# TASK REQUIREMENTS
Down to the final line, write out the material beneath exactly, without pictures.

----

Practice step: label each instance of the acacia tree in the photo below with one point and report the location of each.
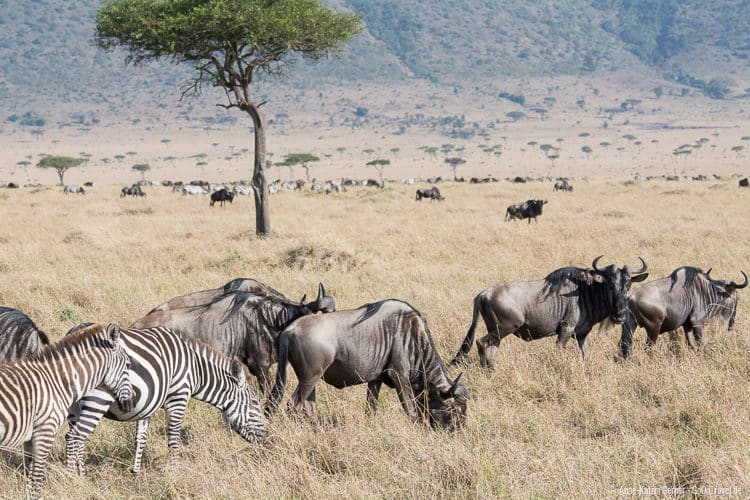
(61, 164)
(303, 159)
(454, 163)
(229, 43)
(379, 165)
(142, 168)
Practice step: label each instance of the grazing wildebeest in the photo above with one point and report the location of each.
(387, 342)
(529, 209)
(72, 188)
(239, 324)
(134, 190)
(236, 285)
(562, 185)
(432, 193)
(221, 196)
(19, 336)
(686, 298)
(193, 190)
(570, 300)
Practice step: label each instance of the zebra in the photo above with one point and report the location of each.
(36, 392)
(167, 370)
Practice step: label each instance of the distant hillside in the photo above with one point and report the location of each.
(47, 59)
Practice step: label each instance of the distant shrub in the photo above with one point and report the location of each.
(517, 98)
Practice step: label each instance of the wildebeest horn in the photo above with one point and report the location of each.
(643, 268)
(744, 283)
(596, 261)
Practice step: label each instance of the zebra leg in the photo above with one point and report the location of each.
(28, 451)
(83, 418)
(175, 408)
(141, 434)
(41, 444)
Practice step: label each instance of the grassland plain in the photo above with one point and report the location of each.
(543, 424)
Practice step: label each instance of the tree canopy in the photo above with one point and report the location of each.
(61, 164)
(229, 43)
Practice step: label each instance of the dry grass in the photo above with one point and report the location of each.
(543, 424)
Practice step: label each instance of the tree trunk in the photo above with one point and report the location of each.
(259, 183)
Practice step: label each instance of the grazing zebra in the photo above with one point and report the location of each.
(36, 392)
(19, 336)
(167, 370)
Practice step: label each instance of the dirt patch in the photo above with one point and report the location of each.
(308, 257)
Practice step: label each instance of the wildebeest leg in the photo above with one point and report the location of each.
(565, 331)
(406, 395)
(301, 395)
(697, 336)
(652, 337)
(583, 344)
(309, 405)
(373, 392)
(487, 348)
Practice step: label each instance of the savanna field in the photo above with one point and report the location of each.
(542, 424)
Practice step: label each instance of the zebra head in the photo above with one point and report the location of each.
(117, 377)
(244, 414)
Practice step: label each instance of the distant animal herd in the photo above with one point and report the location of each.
(198, 345)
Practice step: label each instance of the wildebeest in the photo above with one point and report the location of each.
(386, 342)
(72, 188)
(236, 285)
(193, 190)
(134, 190)
(432, 193)
(569, 301)
(686, 298)
(221, 196)
(239, 324)
(562, 185)
(19, 336)
(529, 209)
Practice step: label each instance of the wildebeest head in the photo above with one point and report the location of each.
(446, 410)
(618, 281)
(324, 303)
(726, 292)
(244, 414)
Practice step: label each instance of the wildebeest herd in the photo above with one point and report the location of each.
(195, 346)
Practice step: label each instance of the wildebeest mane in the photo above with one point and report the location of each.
(690, 274)
(555, 280)
(275, 312)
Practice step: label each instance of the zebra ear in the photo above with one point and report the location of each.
(113, 332)
(238, 373)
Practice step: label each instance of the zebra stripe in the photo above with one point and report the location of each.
(36, 392)
(167, 370)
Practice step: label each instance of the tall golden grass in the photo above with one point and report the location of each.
(543, 424)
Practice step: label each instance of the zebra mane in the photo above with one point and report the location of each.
(555, 280)
(691, 273)
(88, 336)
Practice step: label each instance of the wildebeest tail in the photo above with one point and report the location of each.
(277, 393)
(469, 340)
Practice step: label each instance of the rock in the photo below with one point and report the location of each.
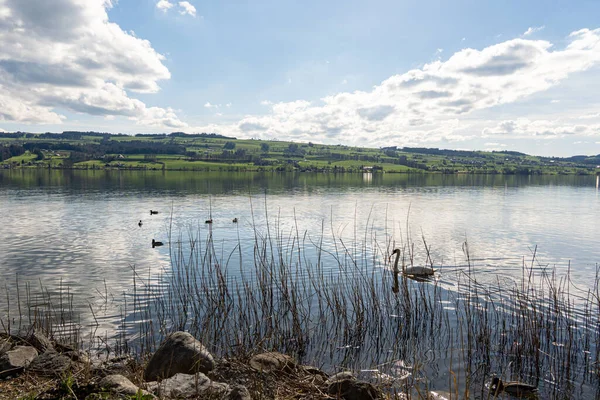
(180, 353)
(38, 340)
(5, 345)
(15, 360)
(196, 386)
(314, 371)
(78, 356)
(351, 389)
(239, 392)
(273, 362)
(120, 385)
(50, 363)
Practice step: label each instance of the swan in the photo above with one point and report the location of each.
(417, 272)
(513, 388)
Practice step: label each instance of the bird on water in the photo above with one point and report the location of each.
(517, 389)
(418, 272)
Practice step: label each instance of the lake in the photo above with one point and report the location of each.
(75, 235)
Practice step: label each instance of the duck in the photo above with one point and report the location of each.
(517, 389)
(418, 272)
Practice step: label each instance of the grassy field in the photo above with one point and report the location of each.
(214, 153)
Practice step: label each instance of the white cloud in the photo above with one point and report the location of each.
(66, 54)
(164, 5)
(187, 8)
(533, 29)
(524, 127)
(439, 102)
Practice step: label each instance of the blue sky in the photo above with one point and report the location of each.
(507, 75)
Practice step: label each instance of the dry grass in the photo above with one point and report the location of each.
(332, 306)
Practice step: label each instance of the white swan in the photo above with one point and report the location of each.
(417, 272)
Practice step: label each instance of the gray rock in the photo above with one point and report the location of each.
(187, 386)
(239, 392)
(5, 345)
(180, 353)
(273, 362)
(50, 363)
(120, 385)
(15, 360)
(351, 389)
(38, 340)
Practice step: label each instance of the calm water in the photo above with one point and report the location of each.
(77, 231)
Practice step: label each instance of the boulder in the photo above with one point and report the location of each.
(15, 360)
(239, 392)
(180, 353)
(273, 362)
(38, 340)
(351, 389)
(191, 386)
(50, 363)
(118, 384)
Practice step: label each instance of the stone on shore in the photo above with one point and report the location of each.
(38, 340)
(15, 360)
(186, 386)
(345, 386)
(118, 384)
(180, 353)
(50, 363)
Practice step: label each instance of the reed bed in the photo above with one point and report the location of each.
(338, 306)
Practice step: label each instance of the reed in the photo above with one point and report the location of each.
(330, 303)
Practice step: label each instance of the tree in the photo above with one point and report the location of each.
(39, 154)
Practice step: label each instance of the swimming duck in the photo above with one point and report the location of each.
(517, 389)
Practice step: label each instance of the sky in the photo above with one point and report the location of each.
(476, 75)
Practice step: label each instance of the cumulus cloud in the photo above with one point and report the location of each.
(435, 103)
(187, 8)
(66, 54)
(524, 127)
(533, 29)
(164, 5)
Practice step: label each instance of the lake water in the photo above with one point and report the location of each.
(77, 232)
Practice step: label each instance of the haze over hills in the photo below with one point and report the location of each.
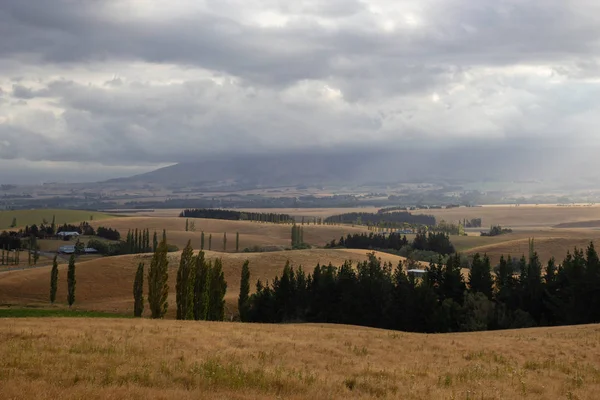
(538, 168)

----

# RESPONSE BOX
Practice step: label each instance of the acacia tree in the photo below with one point and report the location of each.
(61, 164)
(303, 159)
(454, 163)
(229, 43)
(379, 165)
(142, 168)
Practice step: label each instance of the grazing wildebeest in the photo above with one point and report the location of each.
(387, 342)
(529, 209)
(72, 188)
(239, 324)
(134, 190)
(236, 285)
(562, 185)
(432, 193)
(221, 196)
(19, 336)
(686, 298)
(193, 190)
(570, 300)
Practice step: label each instance of the zebra in the photo above with one point and report the location of each.
(36, 392)
(167, 370)
Practice step: label each instance of the distant hillside in the photo above with one point and report the location of each.
(47, 59)
Practice step: label each instance of the distant shrub in the photo above with one point and report the location of each.
(517, 98)
Practice step: label each instance of the wildebeest horn in the photo above with one point and report the location of each.
(643, 268)
(744, 283)
(596, 261)
Practice step: label each instance of the zebra leg in the photo above with one point and report the location of each.
(28, 451)
(83, 418)
(175, 408)
(141, 434)
(41, 444)
Practice step: label each instance of the grassland plain in the photo above with one point and report the location of each.
(543, 424)
Practice step: label each instance of the tree canopy in the photo above with one point and report the location of each.
(61, 164)
(229, 43)
Practice step: label each instance of the dry grass in the photo above with one point and report the location of each.
(543, 424)
Practice step: label each instance of the tree trunk in the photo above with one point and report the location of each.
(259, 183)
Practice step: label each instance of the grazing zebra in the photo above with one point and report the location of each.
(36, 392)
(19, 336)
(167, 370)
Practice step: label each instance of the dirt patch in the photo above with one point and report the location of each.
(308, 257)
Practice step: label each instance of the wildebeest leg in the photo above with one point and report the location of each.
(565, 331)
(406, 395)
(301, 395)
(697, 336)
(652, 337)
(583, 344)
(309, 405)
(373, 392)
(487, 348)
Practice step: label each instance of the savanna field in the photo above with one point and report the location of each.
(542, 424)
Practice step: label each instance of the zebra head in the photo above with one point and report the location of each.
(117, 377)
(244, 414)
Practice step: label each instance of the distant animal herd in the photo above with one point and report the location of each.
(198, 345)
Practice step: label each instance of the wildebeest in the photo above with one point and report the location of each.
(386, 342)
(72, 188)
(236, 285)
(193, 190)
(134, 190)
(432, 193)
(569, 301)
(686, 298)
(221, 196)
(239, 324)
(562, 185)
(19, 336)
(529, 209)
Practice step: label each instance of the wildebeest head in the photo above with one point and report the location of each.
(446, 410)
(618, 281)
(324, 303)
(726, 292)
(244, 414)
Practice step: label each instance of the wildebeest herd in the photo above with one point and report the location of each.
(195, 346)
Practice step: label each instance of the wildebeest mane in the photo above with one point and report the location of each.
(690, 274)
(555, 280)
(275, 312)
Practice step: label each instance of the zebra ear in the photo above with one point and report the location of each.
(113, 332)
(238, 373)
Practice step: label each instance of the zebra stripe in the photo above with one point and report the location of each.
(36, 392)
(167, 370)
Practice step: label each instance of the tall golden grass in the photo above with one point and report the location of each.
(543, 424)
Practice step: label each instance of the zebra mane in the photo above with one point and report the location of each.
(555, 280)
(691, 273)
(88, 336)
Practice step: label each instance of the wildebeest tail in the photo above with one point and report the location of each.
(277, 393)
(469, 340)
Practice step: label each instance of the rock in the photo below with one point and report the location of each.
(180, 353)
(38, 340)
(5, 345)
(15, 360)
(196, 386)
(314, 371)
(78, 356)
(351, 389)
(239, 392)
(273, 362)
(120, 385)
(50, 363)
Practice step: label each instance of the swan in the photo above with one point and report the location of each.
(417, 272)
(513, 388)
Practice step: label each instance of the bird on water in the photo above with one point and report the location of each.
(517, 389)
(418, 272)
Practice step: label each instance of the lake in the photo above with one point and report the location of each.
(75, 235)
Practice step: label each instance of the duck in the photo above with one point and report the location of each.
(517, 389)
(418, 272)
Practice step: label each instance of the grassy field in the photo above with one point and report the location of each.
(214, 153)
Practice step: label each instance of the white cloud in the photo above with one point and report the location of each.
(66, 54)
(164, 5)
(187, 8)
(533, 29)
(524, 127)
(439, 102)
Practice step: label each instance of the blue sky in the photo above with one point and report the location of each.
(507, 75)
Practice step: label each instance of the dry grass in the photo above with one point and report the location of each.
(332, 306)
Practice step: label each instance of the white swan in the photo above with one point and report the location of each.
(417, 272)
Practice step: label each instance of the gray rock in the photo above with one point and report the location of each.
(187, 386)
(239, 392)
(5, 345)
(180, 353)
(273, 362)
(50, 363)
(120, 385)
(15, 360)
(351, 389)
(38, 340)
Practice step: label each instance of the calm water in the photo above with one point and report the location of each.
(77, 231)
Practice step: label each instance of the boulder in the photo above with one point and report the location of each.
(15, 360)
(239, 392)
(180, 353)
(273, 362)
(38, 340)
(351, 389)
(191, 386)
(50, 363)
(118, 384)
Practice step: label each instance of the stone on shore in the photo above with one point and report the location of each.
(38, 340)
(15, 360)
(186, 386)
(345, 386)
(118, 384)
(180, 353)
(50, 363)
Practice step: label each instance of the reed bed in the photo above with one point and report the location of each.
(338, 306)
Practice step: label each instance of the reed in the photo above with one point and report the location of each.
(330, 303)
Practice step: label each instance of the tree in the photo above with one point and report the location of each.
(39, 154)
Practice step: label each instance of the swimming duck in the photo above with one point and report the location of each.
(517, 389)
Practice step: label each instance of the sky in the photo above with one point and report the location of each.
(476, 75)
Practice step: label each instance of the cumulus cloud in the photo above with one point and report the location of each.
(435, 103)
(187, 8)
(66, 54)
(524, 127)
(533, 29)
(164, 5)
Practice step: label each instance of the lake water in the photo above with one point and report the location of each.
(77, 232)
Practice step: label each instance of the haze over hills in the photo below with one point and report the location of each.
(538, 168)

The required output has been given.